*Problem requirements*:
Lines with the word "horse": copy all of them from the entries below.

*Material for the task*:
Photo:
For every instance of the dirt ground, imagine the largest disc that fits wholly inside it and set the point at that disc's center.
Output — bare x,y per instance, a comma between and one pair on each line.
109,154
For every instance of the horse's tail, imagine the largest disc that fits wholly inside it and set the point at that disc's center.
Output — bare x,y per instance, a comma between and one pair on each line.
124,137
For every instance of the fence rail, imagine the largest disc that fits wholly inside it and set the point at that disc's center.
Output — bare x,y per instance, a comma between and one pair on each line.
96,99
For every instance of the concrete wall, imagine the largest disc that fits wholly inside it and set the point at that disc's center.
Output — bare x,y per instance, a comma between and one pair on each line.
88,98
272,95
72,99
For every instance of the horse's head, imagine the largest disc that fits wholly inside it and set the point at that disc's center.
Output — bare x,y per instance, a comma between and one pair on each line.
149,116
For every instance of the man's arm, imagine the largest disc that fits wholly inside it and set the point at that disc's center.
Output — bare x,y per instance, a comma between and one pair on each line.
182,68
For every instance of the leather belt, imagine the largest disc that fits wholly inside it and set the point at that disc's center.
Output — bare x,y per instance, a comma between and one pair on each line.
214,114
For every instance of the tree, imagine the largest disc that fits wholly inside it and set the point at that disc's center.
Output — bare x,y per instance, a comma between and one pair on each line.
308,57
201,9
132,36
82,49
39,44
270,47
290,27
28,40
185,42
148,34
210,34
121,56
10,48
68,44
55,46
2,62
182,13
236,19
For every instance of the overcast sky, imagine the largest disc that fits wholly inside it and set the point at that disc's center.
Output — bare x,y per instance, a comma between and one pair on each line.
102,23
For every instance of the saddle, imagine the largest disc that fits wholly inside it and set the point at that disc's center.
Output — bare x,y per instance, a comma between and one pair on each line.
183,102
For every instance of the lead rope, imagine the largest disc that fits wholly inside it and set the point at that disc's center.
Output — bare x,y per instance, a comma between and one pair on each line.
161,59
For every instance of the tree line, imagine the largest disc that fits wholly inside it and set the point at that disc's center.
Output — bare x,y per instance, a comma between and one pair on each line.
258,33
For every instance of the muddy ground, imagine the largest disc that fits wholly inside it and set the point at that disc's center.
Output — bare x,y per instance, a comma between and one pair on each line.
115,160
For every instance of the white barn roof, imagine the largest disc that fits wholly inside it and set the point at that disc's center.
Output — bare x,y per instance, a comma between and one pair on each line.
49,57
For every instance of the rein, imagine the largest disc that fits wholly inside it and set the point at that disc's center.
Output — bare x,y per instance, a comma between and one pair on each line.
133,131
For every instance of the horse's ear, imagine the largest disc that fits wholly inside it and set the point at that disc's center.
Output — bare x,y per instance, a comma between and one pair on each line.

*Solution to the problem*:
For every instance of the horse's tail, imagine the largest disc that fits wholly inside it and set the point at that disc's center.
For every instance of the horse's head, imagine the largest disc that fits wholly inside it and set the point at that disc's center.
For every instance of the horse's ear, imagine the largest disc that fits wholly inside it and set the point at that disc's center.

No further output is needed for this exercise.